WRITTEN TASK
Reproduce every one of the following records word for word, without altering anything.

· · ·

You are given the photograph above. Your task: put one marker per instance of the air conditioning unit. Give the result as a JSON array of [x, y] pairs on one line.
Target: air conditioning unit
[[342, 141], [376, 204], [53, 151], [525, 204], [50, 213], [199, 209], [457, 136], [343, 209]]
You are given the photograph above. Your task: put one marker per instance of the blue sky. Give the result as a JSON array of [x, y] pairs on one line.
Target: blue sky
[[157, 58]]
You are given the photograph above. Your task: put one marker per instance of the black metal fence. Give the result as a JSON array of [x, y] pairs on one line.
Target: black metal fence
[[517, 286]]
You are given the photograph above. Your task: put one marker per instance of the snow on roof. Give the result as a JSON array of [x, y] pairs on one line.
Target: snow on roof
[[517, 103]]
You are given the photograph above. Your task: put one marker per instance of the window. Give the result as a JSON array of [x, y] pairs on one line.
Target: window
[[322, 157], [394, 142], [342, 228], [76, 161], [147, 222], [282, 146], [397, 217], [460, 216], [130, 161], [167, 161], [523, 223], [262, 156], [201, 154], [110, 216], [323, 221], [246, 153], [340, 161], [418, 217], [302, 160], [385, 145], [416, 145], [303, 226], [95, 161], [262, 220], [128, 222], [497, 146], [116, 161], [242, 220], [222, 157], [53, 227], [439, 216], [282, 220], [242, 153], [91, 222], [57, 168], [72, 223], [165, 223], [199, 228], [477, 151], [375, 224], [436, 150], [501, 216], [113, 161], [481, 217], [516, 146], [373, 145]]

· · ·

RESULT OF THIS EXERCISE
You are given the photograph above. Your task: put one marker per instance of the air conditioning unit. Give the result as a JSON array of [x, y] pairs on one line.
Target: air conditioning unit
[[342, 141], [376, 204], [53, 151], [525, 204], [50, 213], [199, 209], [457, 136], [343, 209]]
You are given the photograph above. Your task: put one marker per instance of the blue sky. Give the result as a JSON array of [x, y] pairs on one line.
Target: blue sky
[[157, 58]]
You are given the photograph above. Your task: put one marker per instance of the black metal fence. Give the result as a JSON array of [x, y] pairs on one line.
Target: black metal fence
[[517, 286]]
You are given the photograph above. Your task: put one marker per instance of the snow on roof. Give the result as a JSON array of [x, y] pairs on one line.
Target: snow on roof
[[517, 103]]
You are given the photograph above. Your task: put one marker per instance of the window. Give the result as a JSON array of [x, y] pairs on one line.
Target: window
[[322, 157], [394, 142], [342, 228], [76, 161], [147, 222], [282, 146], [397, 217], [460, 216], [130, 161], [167, 161], [523, 223], [262, 156], [201, 154], [110, 216], [323, 221], [246, 153], [340, 161], [418, 217], [302, 160], [385, 145], [416, 145], [303, 226], [95, 161], [262, 220], [128, 222], [497, 146], [116, 161], [242, 220], [222, 157], [53, 227], [439, 216], [282, 220], [242, 153], [91, 222], [57, 168], [72, 223], [165, 223], [199, 228], [477, 151], [375, 224], [436, 150], [501, 216], [113, 161], [481, 217], [516, 146], [373, 145]]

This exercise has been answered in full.